PROBLEM DETAILS — Rewrite the lines starting with the line that contains "Draw the outline of every instance of the swan" and going on through the line that contains "209], [138, 191]]", replacing "vertex pairs" with "coordinate pairs" and leaving everything else unchanged. Give only those lines.

MATERIAL SUPPLIED —
════

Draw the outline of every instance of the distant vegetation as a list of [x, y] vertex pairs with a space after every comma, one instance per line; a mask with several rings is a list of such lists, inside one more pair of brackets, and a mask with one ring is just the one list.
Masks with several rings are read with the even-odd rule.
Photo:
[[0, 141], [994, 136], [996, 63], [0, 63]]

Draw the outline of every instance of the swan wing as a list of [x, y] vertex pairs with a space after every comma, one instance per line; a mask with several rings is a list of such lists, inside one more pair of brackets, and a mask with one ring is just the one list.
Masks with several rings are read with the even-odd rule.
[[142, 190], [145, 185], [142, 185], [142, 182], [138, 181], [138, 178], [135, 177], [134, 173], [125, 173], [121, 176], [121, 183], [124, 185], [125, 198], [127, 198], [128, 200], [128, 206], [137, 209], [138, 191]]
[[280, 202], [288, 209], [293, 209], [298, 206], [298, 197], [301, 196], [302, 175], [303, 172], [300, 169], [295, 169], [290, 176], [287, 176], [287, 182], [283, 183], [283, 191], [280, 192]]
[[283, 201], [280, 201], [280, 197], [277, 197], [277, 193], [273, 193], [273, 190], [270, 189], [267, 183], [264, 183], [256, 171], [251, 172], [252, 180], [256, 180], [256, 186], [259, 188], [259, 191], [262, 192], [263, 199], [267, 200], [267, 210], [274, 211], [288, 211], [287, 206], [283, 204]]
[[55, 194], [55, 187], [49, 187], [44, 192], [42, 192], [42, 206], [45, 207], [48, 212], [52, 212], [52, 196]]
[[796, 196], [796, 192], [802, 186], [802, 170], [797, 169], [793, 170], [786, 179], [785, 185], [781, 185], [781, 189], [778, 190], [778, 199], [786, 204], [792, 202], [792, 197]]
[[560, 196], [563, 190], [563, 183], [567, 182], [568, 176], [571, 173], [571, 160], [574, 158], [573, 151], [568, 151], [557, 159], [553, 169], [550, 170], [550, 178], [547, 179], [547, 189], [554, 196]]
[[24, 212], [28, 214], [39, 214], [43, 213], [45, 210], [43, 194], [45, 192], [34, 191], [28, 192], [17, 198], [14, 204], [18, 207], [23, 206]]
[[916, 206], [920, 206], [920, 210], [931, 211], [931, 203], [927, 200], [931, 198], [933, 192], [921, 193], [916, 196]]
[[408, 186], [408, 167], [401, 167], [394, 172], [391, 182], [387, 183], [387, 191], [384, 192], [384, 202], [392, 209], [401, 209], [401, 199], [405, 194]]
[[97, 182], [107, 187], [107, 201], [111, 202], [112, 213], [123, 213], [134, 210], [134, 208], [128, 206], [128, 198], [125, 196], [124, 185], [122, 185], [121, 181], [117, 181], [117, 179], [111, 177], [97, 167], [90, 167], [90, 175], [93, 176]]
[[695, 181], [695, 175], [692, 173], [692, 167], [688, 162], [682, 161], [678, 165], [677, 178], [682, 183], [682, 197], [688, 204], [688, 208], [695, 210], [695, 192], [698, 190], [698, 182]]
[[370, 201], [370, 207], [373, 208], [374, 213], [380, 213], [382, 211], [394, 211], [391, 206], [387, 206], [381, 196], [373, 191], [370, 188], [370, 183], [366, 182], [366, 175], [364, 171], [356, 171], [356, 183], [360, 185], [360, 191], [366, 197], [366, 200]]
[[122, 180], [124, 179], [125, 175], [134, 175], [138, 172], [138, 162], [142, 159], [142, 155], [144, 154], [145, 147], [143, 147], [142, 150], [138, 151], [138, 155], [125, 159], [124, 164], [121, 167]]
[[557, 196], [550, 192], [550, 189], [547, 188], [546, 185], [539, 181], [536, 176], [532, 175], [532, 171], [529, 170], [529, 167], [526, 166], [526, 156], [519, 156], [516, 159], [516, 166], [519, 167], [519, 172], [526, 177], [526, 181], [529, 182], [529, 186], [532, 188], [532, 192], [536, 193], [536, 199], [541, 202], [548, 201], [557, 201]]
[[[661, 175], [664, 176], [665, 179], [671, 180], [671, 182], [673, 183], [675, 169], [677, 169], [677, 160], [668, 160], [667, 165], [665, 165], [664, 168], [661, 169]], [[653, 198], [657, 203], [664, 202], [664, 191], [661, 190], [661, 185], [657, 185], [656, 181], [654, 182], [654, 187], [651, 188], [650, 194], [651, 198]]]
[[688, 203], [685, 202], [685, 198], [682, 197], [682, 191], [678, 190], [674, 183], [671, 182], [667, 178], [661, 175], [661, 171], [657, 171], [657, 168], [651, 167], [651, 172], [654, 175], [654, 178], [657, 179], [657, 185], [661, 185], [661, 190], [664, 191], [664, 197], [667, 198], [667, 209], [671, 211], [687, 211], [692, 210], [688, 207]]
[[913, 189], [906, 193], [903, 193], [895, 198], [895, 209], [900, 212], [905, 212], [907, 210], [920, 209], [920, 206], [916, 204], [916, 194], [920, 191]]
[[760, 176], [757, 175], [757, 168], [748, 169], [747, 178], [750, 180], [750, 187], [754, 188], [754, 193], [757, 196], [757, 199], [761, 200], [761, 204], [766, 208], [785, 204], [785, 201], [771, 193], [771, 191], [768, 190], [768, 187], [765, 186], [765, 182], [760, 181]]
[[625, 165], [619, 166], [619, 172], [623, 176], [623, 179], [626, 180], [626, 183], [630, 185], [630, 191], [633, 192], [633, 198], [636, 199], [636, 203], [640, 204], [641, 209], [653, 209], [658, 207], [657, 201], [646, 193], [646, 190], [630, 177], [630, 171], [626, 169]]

════

THE SOLUTION —
Draw the outline of every instance of the swan wing as a list of [x, y] coordinate pairs with a space after every comma, one instance per line; a mask with several rings is a list of such lists, inside one more pair of brackets, and a mask with one ring is just the one list.
Masks with several rings are read with the even-odd rule.
[[142, 190], [145, 185], [142, 185], [142, 182], [138, 181], [138, 178], [135, 177], [134, 173], [125, 173], [121, 176], [121, 183], [124, 185], [125, 198], [127, 198], [128, 200], [128, 206], [137, 209], [138, 191]]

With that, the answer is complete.